--- Information supplied Enclosed Below ---

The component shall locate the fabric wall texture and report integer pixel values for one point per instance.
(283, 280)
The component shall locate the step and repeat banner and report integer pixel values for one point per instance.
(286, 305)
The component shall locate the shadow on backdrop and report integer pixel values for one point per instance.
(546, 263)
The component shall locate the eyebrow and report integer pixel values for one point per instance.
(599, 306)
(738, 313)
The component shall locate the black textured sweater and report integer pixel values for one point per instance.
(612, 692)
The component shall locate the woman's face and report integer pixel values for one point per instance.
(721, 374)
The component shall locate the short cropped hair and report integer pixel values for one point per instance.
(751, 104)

--- End of Enclosed Information supplied ---

In full and unchanged, repeat the data above.

→ Completed exercise
The component shall locate the fabric wall texture and report integer pixel values for one point per instance.
(283, 280)
The component shall locate the step and repeat banner and report integer pixel values for one point per instance.
(286, 305)
The component shall locate the shadow on backdrop and report integer pixel values for one point per instance.
(546, 263)
The component shall locate the eyebrow and report integer pixel values for one point per instance.
(599, 306)
(738, 313)
The component shall locate the black textured sweater and report integer pixel values for one point per instance.
(612, 692)
The component shall locate the woman's face and report integer pixel values for one point per instance.
(721, 374)
The component shall locate the short cropped hair and report integer pixel values for one point per instance.
(751, 104)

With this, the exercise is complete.